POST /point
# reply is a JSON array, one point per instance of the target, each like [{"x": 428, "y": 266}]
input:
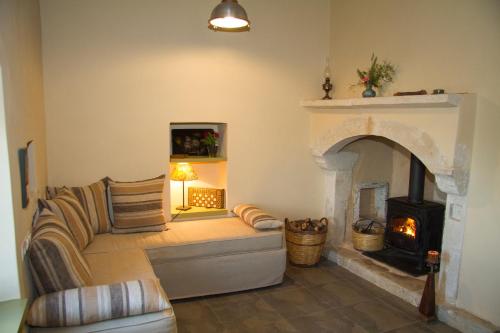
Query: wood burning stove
[{"x": 414, "y": 226}]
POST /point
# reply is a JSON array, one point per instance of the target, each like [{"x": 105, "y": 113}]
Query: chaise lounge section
[{"x": 189, "y": 259}]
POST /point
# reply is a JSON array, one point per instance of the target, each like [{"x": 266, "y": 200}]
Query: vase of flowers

◆ ◆ ◆ ◆

→ **Task objective**
Write out the material above once more, exactly as it reads, with no pictures.

→ **Task solution**
POST /point
# reply is a JSON array, one point per instance of the target, each like [{"x": 428, "y": 266}]
input:
Query: wood burning stove
[{"x": 414, "y": 226}]
POST /point
# reply is a JSON array, one point per instance of the target, each like [{"x": 105, "y": 113}]
Query: chaise lounge section
[{"x": 189, "y": 259}]
POST /point
# reply is a JSON array, one point per instance of the target, each like [{"x": 266, "y": 200}]
Query: vase of flowers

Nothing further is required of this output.